* GIVEN INFORMATION
——
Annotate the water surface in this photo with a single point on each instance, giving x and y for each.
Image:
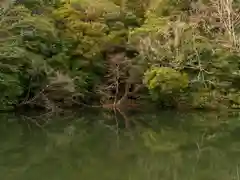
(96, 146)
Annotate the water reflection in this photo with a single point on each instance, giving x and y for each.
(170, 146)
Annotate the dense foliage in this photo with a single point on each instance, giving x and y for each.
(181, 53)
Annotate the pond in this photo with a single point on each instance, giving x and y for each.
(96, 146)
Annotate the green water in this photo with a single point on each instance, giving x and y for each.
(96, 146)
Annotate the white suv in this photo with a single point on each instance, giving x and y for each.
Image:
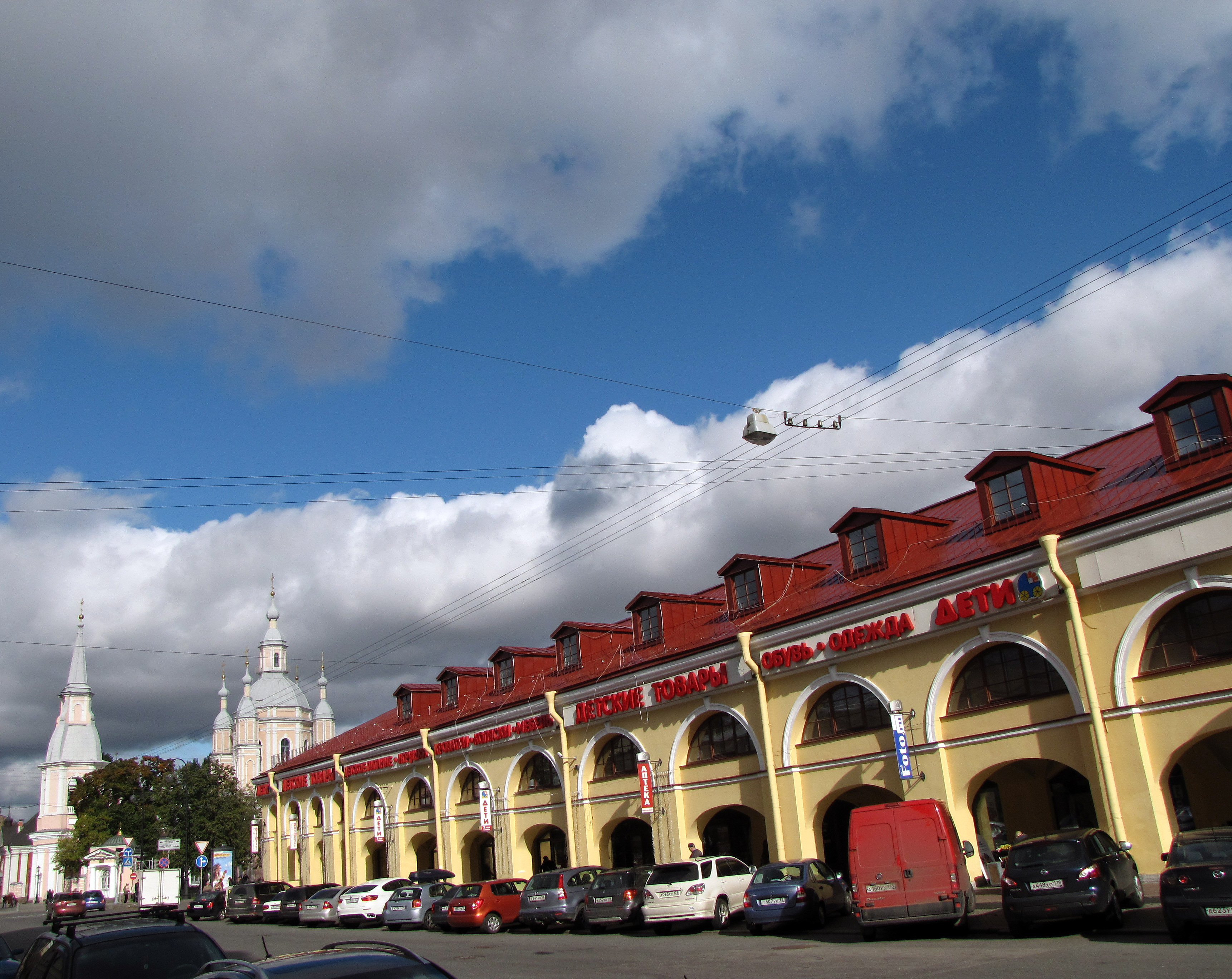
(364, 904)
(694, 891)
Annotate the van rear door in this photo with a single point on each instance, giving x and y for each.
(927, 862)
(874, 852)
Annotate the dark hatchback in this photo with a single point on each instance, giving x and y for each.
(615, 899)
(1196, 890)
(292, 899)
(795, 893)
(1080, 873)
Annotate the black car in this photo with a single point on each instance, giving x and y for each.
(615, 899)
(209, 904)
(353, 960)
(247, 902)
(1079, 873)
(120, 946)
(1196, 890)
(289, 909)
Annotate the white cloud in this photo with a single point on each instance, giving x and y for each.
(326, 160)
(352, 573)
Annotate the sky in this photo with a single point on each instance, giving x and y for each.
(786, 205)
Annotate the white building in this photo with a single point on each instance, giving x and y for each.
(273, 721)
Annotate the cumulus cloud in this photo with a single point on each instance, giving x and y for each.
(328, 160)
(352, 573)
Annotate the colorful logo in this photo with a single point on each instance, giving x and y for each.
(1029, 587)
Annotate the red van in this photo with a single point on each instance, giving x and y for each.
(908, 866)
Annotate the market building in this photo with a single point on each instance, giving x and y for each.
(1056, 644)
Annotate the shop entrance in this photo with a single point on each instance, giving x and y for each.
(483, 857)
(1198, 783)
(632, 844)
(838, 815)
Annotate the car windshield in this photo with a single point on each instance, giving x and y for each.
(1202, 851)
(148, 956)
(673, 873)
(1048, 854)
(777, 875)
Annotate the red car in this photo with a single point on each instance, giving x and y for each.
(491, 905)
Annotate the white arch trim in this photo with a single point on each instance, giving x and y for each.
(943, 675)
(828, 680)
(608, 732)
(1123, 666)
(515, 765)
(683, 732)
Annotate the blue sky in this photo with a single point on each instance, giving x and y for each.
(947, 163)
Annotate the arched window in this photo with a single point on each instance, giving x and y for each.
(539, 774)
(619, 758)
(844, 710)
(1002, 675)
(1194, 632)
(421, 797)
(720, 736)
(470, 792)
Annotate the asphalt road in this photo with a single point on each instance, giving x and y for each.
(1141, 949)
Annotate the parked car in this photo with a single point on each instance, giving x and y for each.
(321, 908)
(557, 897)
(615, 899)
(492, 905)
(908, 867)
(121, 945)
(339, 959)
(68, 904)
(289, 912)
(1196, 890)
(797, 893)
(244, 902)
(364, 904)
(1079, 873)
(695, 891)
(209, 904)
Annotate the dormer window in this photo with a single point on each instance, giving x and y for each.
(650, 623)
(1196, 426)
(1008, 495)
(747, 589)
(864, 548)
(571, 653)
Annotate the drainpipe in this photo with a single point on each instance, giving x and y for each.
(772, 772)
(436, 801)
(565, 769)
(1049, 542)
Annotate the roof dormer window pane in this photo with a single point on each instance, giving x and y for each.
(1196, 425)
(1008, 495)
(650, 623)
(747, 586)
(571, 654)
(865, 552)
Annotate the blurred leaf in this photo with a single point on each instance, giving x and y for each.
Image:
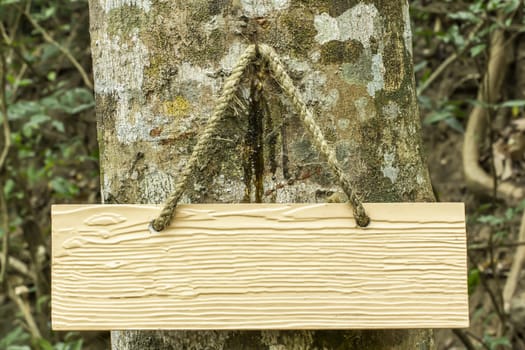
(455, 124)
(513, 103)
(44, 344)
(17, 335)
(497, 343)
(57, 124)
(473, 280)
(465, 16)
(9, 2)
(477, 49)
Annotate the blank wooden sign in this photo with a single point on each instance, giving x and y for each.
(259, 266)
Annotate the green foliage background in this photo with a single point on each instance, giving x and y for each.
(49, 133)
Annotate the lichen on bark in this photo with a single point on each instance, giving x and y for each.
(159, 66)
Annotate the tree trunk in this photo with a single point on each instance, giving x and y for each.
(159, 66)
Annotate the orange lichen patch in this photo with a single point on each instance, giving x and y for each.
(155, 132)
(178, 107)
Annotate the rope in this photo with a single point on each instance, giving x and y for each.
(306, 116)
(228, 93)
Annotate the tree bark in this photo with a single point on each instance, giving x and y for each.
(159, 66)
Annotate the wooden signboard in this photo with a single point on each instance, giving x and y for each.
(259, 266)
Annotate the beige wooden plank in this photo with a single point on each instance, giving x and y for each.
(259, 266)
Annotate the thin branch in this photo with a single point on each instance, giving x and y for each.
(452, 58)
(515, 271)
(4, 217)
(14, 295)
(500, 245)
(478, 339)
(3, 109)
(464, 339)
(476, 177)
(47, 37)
——
* EXERCISE PROMPT
Transcribe each line above verbatim, with the pictures left out.

* RESULT OF THE TASK
Annotate the water surface in this photo with a single point on each instance, giving x and y for each.
Image:
(96, 146)
Annotate the water reflection in this photo with a single point on each instance, giving x and y for each.
(170, 146)
Annotate the dense foliage in this photo with a single point on each instance, giving x and y for each.
(181, 53)
Annotate the pond in this photo with a single point on each instance, giving x and y for each.
(96, 146)
Annotate the green water in this photo with a single point on each instance, giving x and y for each.
(96, 146)
Annotate the white suv in this photo with a single point on each instance, giving x and y for each.
Image:
(364, 904)
(694, 891)
Annotate the van rear door in this photo with a single point on each instance, giving x and y for each.
(927, 862)
(874, 852)
Annotate the dark hatchback in this photo with a single point on each instance, giving x and y for each.
(615, 899)
(1196, 890)
(292, 899)
(795, 893)
(1080, 873)
Annotate the black car in this photo with a single point on each instance, giving x and y for each.
(615, 899)
(209, 904)
(353, 960)
(247, 902)
(1079, 873)
(120, 946)
(1196, 890)
(289, 909)
Annotate the white cloud in this photo with a single point on each instance, giving x and y for each.
(326, 160)
(352, 573)
Annotate the sky in this photo with a single point on each instance, giving x and y for each.
(786, 205)
Annotate the white building in this photo with a single point on each instance, giving x and y for each.
(273, 721)
Annotate the cumulus cloud in this photo with a single point on each instance, giving x and y for each.
(328, 160)
(352, 573)
Annotate the colorful logo in this photo with a single point on each instance, giving x and y for each.
(1029, 587)
Annotate the red van in this photo with a single point on each instance, giving x and y for each.
(908, 866)
Annotate the market building in this photo with a single point on each instance, giving x and y for each.
(1056, 644)
Annotate the shop entrance in this photo with a single point on each instance, giving x and y for each.
(483, 857)
(1198, 783)
(632, 844)
(838, 815)
Annotate the car windshield in this photo with a single point on each instance, giving x and y for each.
(1202, 851)
(148, 956)
(673, 873)
(1048, 854)
(777, 875)
Annotate the red car in this photo with a single point on each instance, giving x and y for each.
(491, 905)
Annotate the white arch trim in this photo with a single point on each instance, giving x and y for each.
(943, 675)
(828, 680)
(608, 732)
(1123, 666)
(515, 765)
(683, 732)
Annotate the blue sky in this photo with a single point on each instance, giving x and y for each.
(947, 163)
Annotate the arched window in this photo with a single point on each instance, giving x and y for each.
(539, 774)
(619, 758)
(844, 710)
(1002, 675)
(1194, 632)
(421, 797)
(720, 736)
(470, 792)
Annotate the asphalt road in this photo with a single point on each instance, giving x and y for each.
(1141, 949)
Annotate the parked car in this photo with a single point on each instance, giving x and y for each.
(321, 908)
(557, 897)
(615, 899)
(492, 905)
(908, 867)
(121, 945)
(339, 959)
(68, 904)
(289, 912)
(1196, 890)
(797, 893)
(244, 902)
(364, 904)
(1079, 873)
(695, 891)
(209, 904)
Annotate the dormer window in this photo with a single point on each instance, giving x and y for each.
(650, 623)
(1196, 426)
(1008, 495)
(747, 589)
(864, 548)
(571, 653)
Annotate the drainpipe in this photo with a single point on each instance, giving x and y for each.
(772, 772)
(436, 801)
(565, 769)
(1049, 542)
Annotate the roof dormer window pane in this photo with a single point on each instance, giving x and y for each.
(1196, 425)
(1008, 495)
(650, 623)
(747, 586)
(571, 654)
(865, 552)
Annotate the blurred leaf in this photo with a single point on each instance, giving x and y for each.
Image:
(455, 124)
(513, 103)
(44, 344)
(17, 335)
(497, 343)
(57, 124)
(473, 280)
(465, 16)
(9, 2)
(477, 49)
Annotate the blank wooden sign in this photo with a single point on each instance, giving x and y for each.
(259, 266)
Annotate the green foliage background in this photo with a single point on each instance, giving x and y for each.
(49, 133)
Annotate the lichen on bark in this photo with a single point on each instance, giving x and y for each.
(159, 66)
Annotate the tree trunk in this photo with a single point on each instance, giving x and y for each.
(159, 66)
Annotate the orange lichen patch in this photo with a single point on each instance, giving x and y for each.
(155, 132)
(178, 107)
Annotate the rope in this photo with a single point on each instance, giving x and y for each.
(306, 116)
(228, 93)
Annotate the tree bark in this photo with a single point on each instance, giving x and y for each.
(159, 66)
Annotate the wooden signboard in this photo with a single point on each instance, giving x and y for each.
(259, 266)
Annotate the beige wooden plank in this photo with a single point on each instance, giving x and y for each.
(259, 266)
Annotate the thin branch in this photo with a single point on each instance, giving x and y for each.
(452, 58)
(515, 271)
(4, 217)
(14, 295)
(500, 245)
(478, 339)
(3, 109)
(464, 339)
(476, 177)
(47, 37)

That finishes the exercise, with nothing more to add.